Start Data to process
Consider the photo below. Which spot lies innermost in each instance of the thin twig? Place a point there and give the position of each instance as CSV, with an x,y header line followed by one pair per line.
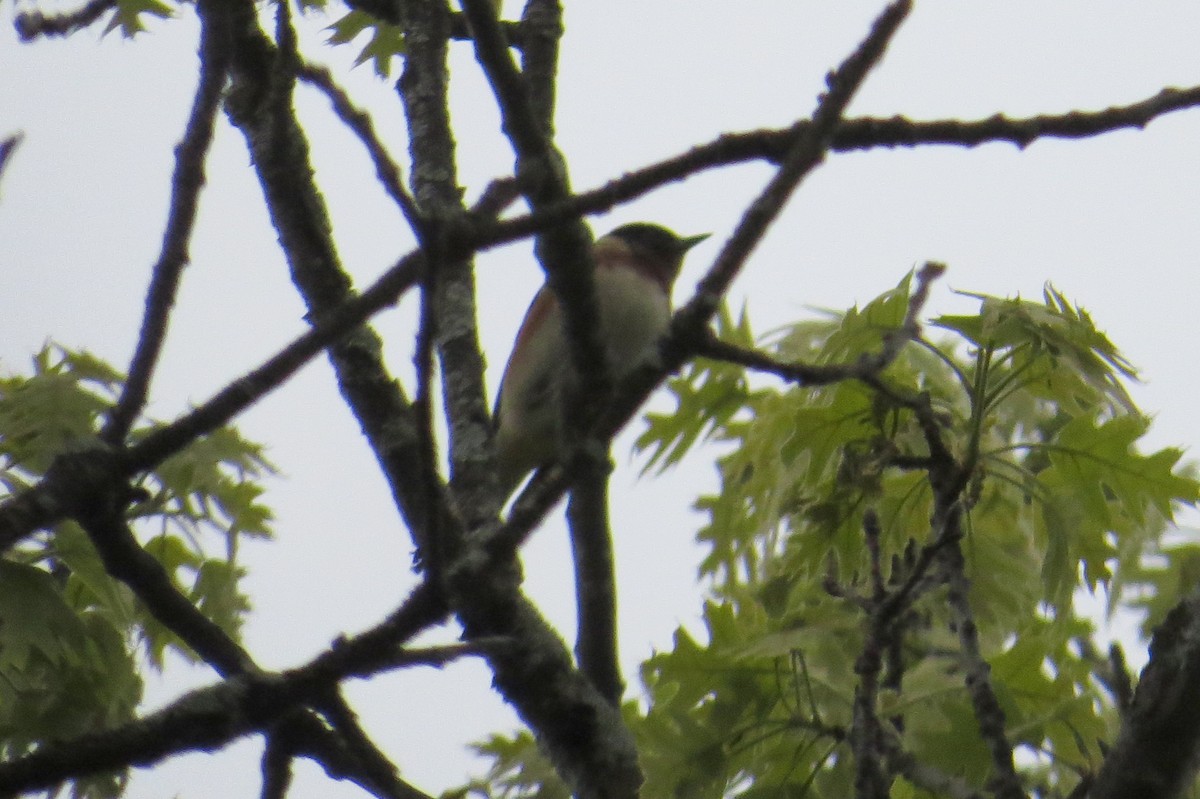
x,y
359,121
33,24
186,184
805,152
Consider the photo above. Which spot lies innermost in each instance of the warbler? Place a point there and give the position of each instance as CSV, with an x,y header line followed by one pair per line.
x,y
635,269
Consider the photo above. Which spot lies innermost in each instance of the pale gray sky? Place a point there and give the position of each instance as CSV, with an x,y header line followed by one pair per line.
x,y
1114,222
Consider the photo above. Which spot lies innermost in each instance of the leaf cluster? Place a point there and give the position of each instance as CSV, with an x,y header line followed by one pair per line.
x,y
70,632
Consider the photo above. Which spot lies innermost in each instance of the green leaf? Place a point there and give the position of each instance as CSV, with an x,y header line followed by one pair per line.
x,y
387,41
129,16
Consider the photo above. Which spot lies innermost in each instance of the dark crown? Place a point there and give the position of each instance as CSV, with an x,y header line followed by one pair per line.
x,y
652,240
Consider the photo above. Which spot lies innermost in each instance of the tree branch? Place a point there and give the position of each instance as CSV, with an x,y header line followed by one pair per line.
x,y
1156,752
34,24
360,124
185,193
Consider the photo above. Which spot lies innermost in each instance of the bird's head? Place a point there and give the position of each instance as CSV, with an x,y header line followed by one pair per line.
x,y
653,250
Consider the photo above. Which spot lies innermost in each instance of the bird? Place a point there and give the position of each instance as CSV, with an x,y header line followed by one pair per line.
x,y
635,269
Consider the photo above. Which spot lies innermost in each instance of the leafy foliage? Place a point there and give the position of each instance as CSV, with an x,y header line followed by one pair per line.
x,y
387,41
129,16
1030,397
69,632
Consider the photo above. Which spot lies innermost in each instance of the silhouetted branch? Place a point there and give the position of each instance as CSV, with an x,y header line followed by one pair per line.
x,y
1156,752
185,192
359,121
34,24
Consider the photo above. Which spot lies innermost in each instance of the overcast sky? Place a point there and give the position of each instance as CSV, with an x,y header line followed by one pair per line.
x,y
1114,222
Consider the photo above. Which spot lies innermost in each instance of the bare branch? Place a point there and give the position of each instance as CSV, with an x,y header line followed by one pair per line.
x,y
595,581
34,24
185,193
251,702
1156,752
805,152
7,146
359,121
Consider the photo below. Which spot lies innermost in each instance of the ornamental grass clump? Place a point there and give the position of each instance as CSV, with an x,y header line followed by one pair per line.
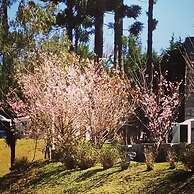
x,y
188,157
86,155
109,155
150,156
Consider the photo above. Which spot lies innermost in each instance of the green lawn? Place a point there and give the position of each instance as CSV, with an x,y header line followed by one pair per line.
x,y
52,178
24,148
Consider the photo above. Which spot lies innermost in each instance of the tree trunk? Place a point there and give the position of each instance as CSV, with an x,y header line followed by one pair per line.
x,y
118,33
70,17
149,70
5,29
98,48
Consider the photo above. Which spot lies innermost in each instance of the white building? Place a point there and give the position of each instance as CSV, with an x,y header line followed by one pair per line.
x,y
183,132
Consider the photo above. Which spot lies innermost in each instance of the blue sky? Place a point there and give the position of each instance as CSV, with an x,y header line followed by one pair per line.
x,y
174,17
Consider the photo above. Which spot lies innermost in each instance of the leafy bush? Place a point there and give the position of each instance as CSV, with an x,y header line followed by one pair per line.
x,y
150,156
86,155
108,155
66,154
188,159
171,156
123,153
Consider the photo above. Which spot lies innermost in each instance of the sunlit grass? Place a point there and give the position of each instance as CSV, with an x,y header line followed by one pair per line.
x,y
24,148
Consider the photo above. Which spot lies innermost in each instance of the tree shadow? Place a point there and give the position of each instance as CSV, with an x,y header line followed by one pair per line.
x,y
88,174
179,181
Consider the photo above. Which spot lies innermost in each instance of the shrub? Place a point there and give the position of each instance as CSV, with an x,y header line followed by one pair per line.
x,y
188,159
108,155
86,155
150,156
171,156
66,154
123,153
21,164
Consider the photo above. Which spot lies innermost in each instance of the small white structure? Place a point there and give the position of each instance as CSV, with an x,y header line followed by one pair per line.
x,y
183,132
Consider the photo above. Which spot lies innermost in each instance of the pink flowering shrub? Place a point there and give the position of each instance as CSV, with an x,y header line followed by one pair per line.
x,y
159,105
67,99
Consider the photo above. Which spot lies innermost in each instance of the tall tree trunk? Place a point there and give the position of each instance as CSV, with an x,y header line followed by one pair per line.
x,y
118,33
5,28
70,5
98,47
12,147
150,41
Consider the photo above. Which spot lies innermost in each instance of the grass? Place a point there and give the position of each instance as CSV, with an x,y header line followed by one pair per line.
x,y
24,148
48,178
43,177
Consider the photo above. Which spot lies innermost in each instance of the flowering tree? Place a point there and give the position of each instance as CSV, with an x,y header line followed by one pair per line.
x,y
159,105
66,101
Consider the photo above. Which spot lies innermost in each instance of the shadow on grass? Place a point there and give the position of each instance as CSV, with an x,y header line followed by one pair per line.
x,y
88,174
18,181
179,181
91,179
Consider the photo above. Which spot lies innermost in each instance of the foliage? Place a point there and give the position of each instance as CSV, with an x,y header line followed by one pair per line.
x,y
54,178
188,157
68,156
150,156
171,157
86,155
66,98
24,148
108,155
159,102
21,164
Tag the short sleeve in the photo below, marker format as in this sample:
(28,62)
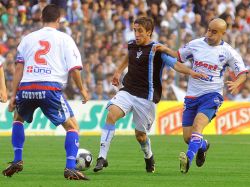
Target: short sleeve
(185,53)
(168,60)
(20,56)
(236,63)
(72,55)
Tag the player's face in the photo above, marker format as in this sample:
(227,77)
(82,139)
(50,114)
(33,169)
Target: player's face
(214,35)
(142,37)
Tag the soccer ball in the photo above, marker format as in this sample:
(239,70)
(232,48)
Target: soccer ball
(83,159)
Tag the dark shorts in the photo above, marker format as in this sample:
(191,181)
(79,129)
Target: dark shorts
(207,104)
(46,95)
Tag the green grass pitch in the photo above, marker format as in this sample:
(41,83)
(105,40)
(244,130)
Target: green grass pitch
(227,164)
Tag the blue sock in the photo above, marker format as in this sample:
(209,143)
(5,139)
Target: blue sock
(18,138)
(203,145)
(71,147)
(193,146)
(146,148)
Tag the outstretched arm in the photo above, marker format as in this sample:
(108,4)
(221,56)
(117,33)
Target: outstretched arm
(76,75)
(233,85)
(119,70)
(165,49)
(184,69)
(3,91)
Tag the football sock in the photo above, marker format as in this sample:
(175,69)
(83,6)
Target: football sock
(193,146)
(18,138)
(146,148)
(203,145)
(71,147)
(108,132)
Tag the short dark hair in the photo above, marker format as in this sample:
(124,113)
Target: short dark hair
(50,13)
(146,22)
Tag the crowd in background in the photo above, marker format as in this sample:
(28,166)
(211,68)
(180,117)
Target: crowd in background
(101,30)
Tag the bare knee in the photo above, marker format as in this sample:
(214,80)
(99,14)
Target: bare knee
(71,124)
(186,139)
(140,136)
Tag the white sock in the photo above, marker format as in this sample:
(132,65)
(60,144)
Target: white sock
(146,148)
(108,133)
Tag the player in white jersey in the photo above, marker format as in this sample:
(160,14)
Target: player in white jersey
(3,91)
(209,55)
(44,60)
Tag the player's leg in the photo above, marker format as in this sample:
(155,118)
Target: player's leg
(143,117)
(18,138)
(188,116)
(196,141)
(210,104)
(145,144)
(107,135)
(117,107)
(71,147)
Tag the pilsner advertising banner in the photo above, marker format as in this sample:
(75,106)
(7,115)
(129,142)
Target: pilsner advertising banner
(91,117)
(232,118)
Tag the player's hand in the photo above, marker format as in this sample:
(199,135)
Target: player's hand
(85,96)
(3,97)
(197,75)
(116,79)
(12,104)
(233,87)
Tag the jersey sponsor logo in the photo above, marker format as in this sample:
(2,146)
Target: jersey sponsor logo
(233,120)
(236,67)
(138,54)
(38,70)
(205,65)
(222,58)
(33,95)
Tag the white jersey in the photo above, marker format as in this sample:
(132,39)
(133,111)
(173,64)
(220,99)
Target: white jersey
(48,55)
(212,61)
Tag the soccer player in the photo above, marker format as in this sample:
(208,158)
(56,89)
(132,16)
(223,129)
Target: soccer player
(142,89)
(44,60)
(3,92)
(210,55)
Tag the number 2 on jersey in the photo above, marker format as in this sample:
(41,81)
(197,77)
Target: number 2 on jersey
(38,55)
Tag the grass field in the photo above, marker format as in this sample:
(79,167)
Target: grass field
(227,164)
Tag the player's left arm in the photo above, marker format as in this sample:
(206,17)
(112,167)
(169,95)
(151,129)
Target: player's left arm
(238,66)
(76,75)
(177,66)
(3,90)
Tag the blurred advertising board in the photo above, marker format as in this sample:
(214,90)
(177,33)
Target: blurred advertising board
End Data to process
Direction:
Repeat the line that contains "Tag the player's leg", then every line after it until the records end, with nothing added.

Solution for this task:
Tag the player's leg in the photo above, marker format as in this sample:
(155,118)
Target: player's leg
(143,117)
(18,138)
(188,116)
(196,141)
(210,104)
(145,144)
(107,135)
(117,107)
(71,147)
Tag the pilsner advertising banner in the photo above, marker format as in this sample:
(75,106)
(7,115)
(129,142)
Target: pilsner advertising banner
(91,117)
(232,118)
Tag the player's hand in the photo above, marker format as in this sample:
(199,135)
Target: player's hand
(85,96)
(3,97)
(197,75)
(116,79)
(12,104)
(233,87)
Tag the jersey sponsor logo in the photo above, marker format as in this sample:
(2,146)
Target: jersey sponsor logo
(233,120)
(236,67)
(138,54)
(38,70)
(205,65)
(222,58)
(33,95)
Tag the white jersey in the photo above, marker format as in this sample:
(132,39)
(133,111)
(173,64)
(220,99)
Target: white jersey
(48,55)
(212,61)
Tag the soccer player in the photo above, marker format as in this sample:
(208,158)
(56,89)
(132,16)
(223,129)
Target: soccer player
(142,89)
(44,60)
(3,92)
(210,55)
Tag the number 2 on jersey in the photo above, marker format as in this sample:
(41,81)
(197,77)
Target: number 2 on jersey
(38,55)
Tag the grass field in the photo above, marker format as in this sample:
(79,167)
Target: grass field
(227,164)
Tag the player's left arm in the photo above, marker format as in this sample:
(206,17)
(112,167)
(169,95)
(151,129)
Target: player's left arm
(238,66)
(76,75)
(177,66)
(3,90)
Tag the blurred advertising board in the photo above, marker format as in this sample:
(214,90)
(177,33)
Target: blurred advertising board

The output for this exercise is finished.